* [Description of the task]: Return the complete listing that follows, with each line reproduced exactly.

A run of records
********
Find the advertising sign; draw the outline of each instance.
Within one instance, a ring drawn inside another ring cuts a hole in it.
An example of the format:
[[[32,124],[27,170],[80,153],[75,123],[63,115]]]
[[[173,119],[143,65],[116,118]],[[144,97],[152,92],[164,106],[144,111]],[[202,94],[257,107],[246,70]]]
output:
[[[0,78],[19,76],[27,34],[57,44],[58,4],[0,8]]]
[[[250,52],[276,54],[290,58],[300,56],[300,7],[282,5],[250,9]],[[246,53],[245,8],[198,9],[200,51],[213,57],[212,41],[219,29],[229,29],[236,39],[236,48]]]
********
* [Full solution]:
Find the advertising sign; draw the outline of each instance.
Within one instance, a ring drawn inside another ring cuts a hole in it.
An example of the format:
[[[32,124],[27,170],[80,153],[75,123],[63,115]]]
[[[173,119],[143,65],[116,118]],[[144,97],[152,92],[164,106],[144,111]],[[202,94],[257,107],[246,70]]]
output:
[[[0,78],[19,76],[27,34],[57,44],[58,4],[0,8]]]
[[[250,52],[276,54],[290,58],[300,56],[300,7],[282,5],[250,9]],[[246,53],[245,8],[198,9],[200,51],[213,57],[212,41],[219,29],[229,29],[236,39],[236,48]]]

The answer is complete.